## What to do:
Transcribe each record exactly. Include every one.

## Dataset records:
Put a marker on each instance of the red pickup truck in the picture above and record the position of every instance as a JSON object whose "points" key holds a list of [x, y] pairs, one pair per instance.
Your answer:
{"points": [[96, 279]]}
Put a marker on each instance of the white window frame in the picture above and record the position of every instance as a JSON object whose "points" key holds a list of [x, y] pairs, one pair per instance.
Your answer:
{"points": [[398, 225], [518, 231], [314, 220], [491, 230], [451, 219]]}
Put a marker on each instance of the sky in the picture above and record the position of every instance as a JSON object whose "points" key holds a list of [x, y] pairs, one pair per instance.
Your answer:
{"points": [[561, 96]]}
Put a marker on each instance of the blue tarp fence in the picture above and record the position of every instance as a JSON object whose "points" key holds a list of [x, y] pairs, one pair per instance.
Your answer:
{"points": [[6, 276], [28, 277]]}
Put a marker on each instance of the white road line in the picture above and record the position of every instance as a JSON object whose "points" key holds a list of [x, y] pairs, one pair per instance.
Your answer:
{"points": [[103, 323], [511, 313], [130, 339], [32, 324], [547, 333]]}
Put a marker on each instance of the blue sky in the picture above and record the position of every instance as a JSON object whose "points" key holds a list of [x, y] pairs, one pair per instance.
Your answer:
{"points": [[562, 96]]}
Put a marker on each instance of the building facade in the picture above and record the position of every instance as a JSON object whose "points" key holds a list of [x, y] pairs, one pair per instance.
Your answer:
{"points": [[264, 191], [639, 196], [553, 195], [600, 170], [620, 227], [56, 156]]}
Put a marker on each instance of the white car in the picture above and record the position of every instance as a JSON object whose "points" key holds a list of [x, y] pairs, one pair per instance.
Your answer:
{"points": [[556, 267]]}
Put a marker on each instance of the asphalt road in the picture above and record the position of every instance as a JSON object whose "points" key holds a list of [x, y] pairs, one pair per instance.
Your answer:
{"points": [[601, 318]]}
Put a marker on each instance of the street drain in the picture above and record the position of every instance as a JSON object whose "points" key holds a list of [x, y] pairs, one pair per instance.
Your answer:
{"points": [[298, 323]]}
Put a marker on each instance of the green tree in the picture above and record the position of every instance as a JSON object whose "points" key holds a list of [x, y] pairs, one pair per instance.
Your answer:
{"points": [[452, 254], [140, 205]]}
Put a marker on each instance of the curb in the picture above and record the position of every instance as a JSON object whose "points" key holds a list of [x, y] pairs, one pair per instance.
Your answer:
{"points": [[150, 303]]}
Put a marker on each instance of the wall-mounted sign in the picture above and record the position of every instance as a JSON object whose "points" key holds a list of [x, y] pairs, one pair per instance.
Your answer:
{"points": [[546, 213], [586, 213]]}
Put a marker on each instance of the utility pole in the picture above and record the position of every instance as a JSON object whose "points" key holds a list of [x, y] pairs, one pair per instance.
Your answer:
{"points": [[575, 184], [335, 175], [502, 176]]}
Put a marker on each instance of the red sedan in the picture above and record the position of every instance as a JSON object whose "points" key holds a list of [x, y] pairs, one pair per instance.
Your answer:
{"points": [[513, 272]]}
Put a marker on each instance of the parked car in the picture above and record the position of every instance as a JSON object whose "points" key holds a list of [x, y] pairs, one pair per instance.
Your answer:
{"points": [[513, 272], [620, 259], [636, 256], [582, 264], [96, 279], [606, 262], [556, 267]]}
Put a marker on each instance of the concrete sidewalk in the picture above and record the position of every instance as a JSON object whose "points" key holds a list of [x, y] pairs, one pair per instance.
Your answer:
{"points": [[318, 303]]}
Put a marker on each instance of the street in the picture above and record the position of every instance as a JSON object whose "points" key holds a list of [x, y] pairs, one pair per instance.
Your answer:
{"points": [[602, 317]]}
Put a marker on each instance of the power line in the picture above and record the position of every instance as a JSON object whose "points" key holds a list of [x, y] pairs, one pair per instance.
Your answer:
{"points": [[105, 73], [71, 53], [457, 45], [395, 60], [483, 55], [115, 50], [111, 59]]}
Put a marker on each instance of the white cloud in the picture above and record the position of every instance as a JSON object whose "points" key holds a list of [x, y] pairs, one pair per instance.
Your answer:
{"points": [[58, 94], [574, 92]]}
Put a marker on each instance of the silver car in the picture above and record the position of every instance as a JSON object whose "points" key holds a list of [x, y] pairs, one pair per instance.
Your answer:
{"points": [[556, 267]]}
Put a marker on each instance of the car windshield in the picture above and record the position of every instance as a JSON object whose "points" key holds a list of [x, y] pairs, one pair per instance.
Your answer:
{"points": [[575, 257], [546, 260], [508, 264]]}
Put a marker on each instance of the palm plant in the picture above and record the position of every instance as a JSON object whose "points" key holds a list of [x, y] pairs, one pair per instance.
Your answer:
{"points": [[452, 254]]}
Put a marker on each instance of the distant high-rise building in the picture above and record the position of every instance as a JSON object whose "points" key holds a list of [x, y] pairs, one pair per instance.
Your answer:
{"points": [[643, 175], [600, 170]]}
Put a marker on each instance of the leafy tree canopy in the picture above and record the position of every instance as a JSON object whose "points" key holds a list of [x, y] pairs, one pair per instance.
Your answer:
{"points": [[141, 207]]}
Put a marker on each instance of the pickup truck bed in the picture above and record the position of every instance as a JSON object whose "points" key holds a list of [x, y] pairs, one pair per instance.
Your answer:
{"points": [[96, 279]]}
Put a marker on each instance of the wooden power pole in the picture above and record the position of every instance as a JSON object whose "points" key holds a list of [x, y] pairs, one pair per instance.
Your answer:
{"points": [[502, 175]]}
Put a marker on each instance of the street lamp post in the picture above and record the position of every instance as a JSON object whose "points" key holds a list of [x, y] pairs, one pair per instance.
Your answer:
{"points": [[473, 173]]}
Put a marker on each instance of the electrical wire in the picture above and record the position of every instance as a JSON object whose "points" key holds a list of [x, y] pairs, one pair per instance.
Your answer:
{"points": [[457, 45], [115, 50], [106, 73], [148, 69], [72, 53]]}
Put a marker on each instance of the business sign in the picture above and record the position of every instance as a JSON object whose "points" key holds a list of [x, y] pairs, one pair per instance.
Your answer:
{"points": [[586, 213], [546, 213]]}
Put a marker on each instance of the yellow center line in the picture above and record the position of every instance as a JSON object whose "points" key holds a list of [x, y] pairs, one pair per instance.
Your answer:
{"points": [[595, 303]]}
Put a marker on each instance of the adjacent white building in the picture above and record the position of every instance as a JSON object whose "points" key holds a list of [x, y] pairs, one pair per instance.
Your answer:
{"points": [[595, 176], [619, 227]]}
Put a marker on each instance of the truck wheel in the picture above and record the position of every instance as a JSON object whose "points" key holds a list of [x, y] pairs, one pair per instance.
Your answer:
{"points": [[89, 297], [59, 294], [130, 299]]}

## Exercise output:
Put a marker on each instance of the red pickup truck in the picture above and record the position of every instance as a JSON object whose "points" key holds a list of [x, y] pairs, one pair per instance.
Your answer:
{"points": [[96, 279]]}
Put a marker on each instance of the white window frame in the picture above and record the position of every instance as a JSON object whose "points" key holds a list of [x, y] pairs, one pair per instance.
Your answer:
{"points": [[398, 225], [518, 231], [314, 220], [491, 230], [451, 219]]}
Put a marker on each instance of the sky in the picture above and record the position of every instance as a JSON object whose "points" key holds a list of [x, y] pairs, one pair per instance.
Your answer:
{"points": [[561, 96]]}
Put a marker on each instance of the blue tarp fence in the picture above and record the position of every instance as a JSON object whose "points" key holds a list of [x, y] pairs, one pair per instance.
Your answer:
{"points": [[6, 276], [28, 277]]}
Put a marker on each instance of the white road line in the picture above and record the position of every instance as a JSON object whose "points" key holds a list of [x, y] pairs, one pair per instance.
Your answer:
{"points": [[103, 323], [511, 313], [130, 339], [32, 324], [547, 333]]}
Put a marker on each instance of the blue sky in the picture above and record the position of every instance as a JSON object whose "points" key holds a list of [x, y] pairs, one pair per instance.
Your answer:
{"points": [[562, 96]]}
Put a marker on each instance of the building facade in the picture above and record the position of every instance as a JSON object whose "points" key holds a list of [x, y] pairs, one pair per instance.
Your answer:
{"points": [[264, 191], [639, 196], [553, 195], [600, 170], [620, 227], [56, 156]]}
Put a marker on each instance of the white car in the picture above and record the position of every instance as a JSON object whose "points" key holds a list of [x, y] pairs, one pair per instance.
Your answer:
{"points": [[556, 267]]}
Put a marker on each instance of the asphalt road in the picture above and record the position of every instance as a JSON object whose "points" key holds a list of [x, y] pairs, one pair per instance.
Your answer:
{"points": [[601, 318]]}
Put a marker on each instance of the street drain in the picture above and record the position of every instance as a JSON object whose "points" key holds a list of [x, y] pairs, one pair per instance.
Your answer:
{"points": [[298, 323]]}
Put a marker on each instance of the green tree in the picture above and record the position of every instance as a JSON object whose "points" key holds a list of [x, y] pairs, one pair per instance.
Your answer:
{"points": [[452, 254], [140, 205]]}
Put a marker on each instance of the curb in the picture above and record the position of every instance as a JSON object whose "points" key holds a list of [x, y] pairs, one pair per instance.
Your answer:
{"points": [[150, 303]]}
Put a marker on each instance of the wall-mounted sign in the picture above and record the position of every instance as a JSON object whose "points" key holds a list of [x, y] pairs, one pair per instance.
Your answer:
{"points": [[546, 213], [586, 213]]}
Put a marker on each instance of the utility pole in the picture above and record the position of every instance as a JSON object whose "points" key holds a list of [x, y] pairs, one pair per instance.
Your answer:
{"points": [[575, 184], [335, 175], [502, 176]]}
Put a marker on each instance of the red sedan in the picture above and record the position of every instance as a JSON object whose "points" key holds a list of [x, y] pairs, one pair per instance.
Your answer:
{"points": [[513, 272]]}
Put a marker on each instance of the parked car in the picture above and record the position of every instance as a JSON object whose "points" key holds a list of [x, y] pairs, one pair per instance.
Your answer:
{"points": [[513, 272], [620, 259], [636, 256], [582, 264], [96, 279], [606, 262], [556, 267]]}
Put a marker on each instance of the concrete sidewalk in the picture above and record the position of every instance as a JSON object whose "points" key holds a list of [x, y] pairs, one pair per instance.
Your answer:
{"points": [[318, 303]]}
Put a marker on each instance of the street in the picture above and record the position of every instance as a JSON object whose "points" key holds a list of [x, y] pairs, one pair per instance.
Your answer:
{"points": [[602, 317]]}
Put a marker on each instance of the power line in the picture above and record the position of every instance as a JSON object whose "points" key holds a list of [x, y] pairs, one pair per instance.
Your answer:
{"points": [[105, 73], [71, 53], [457, 45], [395, 60], [483, 55], [115, 50], [111, 59]]}
Put a marker on each instance of the white cloud in the picture above and record the position of every instance as a JSON object whose "points" key holds a list of [x, y] pairs, one pair per instance.
Your answer:
{"points": [[58, 94], [574, 92]]}
Put a marker on each instance of the silver car in the picture above and record the position of every instance as a JSON object whose "points" key holds a list of [x, y] pairs, one pair per instance.
Your answer:
{"points": [[556, 267]]}
Put a marker on each instance of the car windshield in the picture above and record the position of every instance as a JSON object whose "points" key holds a list of [x, y] pairs, one pair per instance.
Your answer:
{"points": [[575, 257], [546, 260], [508, 264]]}
Put a marker on each instance of the palm plant in the picture above and record the position of every instance as a JSON object whose "points" key holds a list of [x, y] pairs, one pair per instance.
Your answer:
{"points": [[452, 254]]}
Put a marker on each instance of the distant high-rise building in the picture above and record the position of every instance as a JSON object whose "points" key holds a list of [x, y] pairs, one pair per instance.
Your answer:
{"points": [[643, 175], [600, 170]]}
Put a marker on each instance of the leafy tree canopy in the picture above and record the position of every instance as a JSON object whose "points" key holds a list of [x, y] pairs, one pair per instance.
Your answer:
{"points": [[141, 207]]}
Put a marker on each instance of the pickup truck bed in the picture above and record the position of every instance as a JSON object whose "points" key holds a list of [x, y] pairs, one pair per instance.
Your answer:
{"points": [[96, 279]]}
Put a marker on each instance of the wooden power pole in the picture above and record the position of every instance as a JSON object whose "points" key holds a list of [x, y] pairs, one pair per instance.
Your answer:
{"points": [[502, 175]]}
Put a marker on each instance of the street lamp post in the picture above and record the position of every instance as a JSON object whose "points" key holds a list of [x, y] pairs, one pair per instance.
Your answer:
{"points": [[473, 173]]}
Put a marker on each instance of the electrical wire in the picture above and record the position of every instance as a JSON object whose "points" key holds a list of [x, y] pairs, one pair per instance.
Your answer:
{"points": [[457, 45], [115, 50], [106, 73], [148, 69], [72, 53]]}
Put a marker on each instance of the business sign in the picture above and record the position of every instance as a JSON object whose "points" key holds a list of [x, y] pairs, one pair per instance.
Your answer:
{"points": [[586, 213], [546, 213]]}
Put a marker on each instance of the yellow center line in the picture above and record the position of every instance as a JSON object whose "points" key holds a list of [x, y] pairs, one pair per instance.
Your answer:
{"points": [[595, 303]]}
Put a marker on each instance of the adjacent white building in the picture above and record the position of every instance as a JSON object whose "points" key holds a list of [x, y] pairs, one pair per instance.
Your answer:
{"points": [[595, 176], [619, 227]]}
Put a marker on each instance of the truck wheel in the picture above and record the position of every instance as a JSON object whose "points" key holds a list of [x, y] pairs, one pair per instance.
Your answer:
{"points": [[89, 297], [59, 294], [130, 299]]}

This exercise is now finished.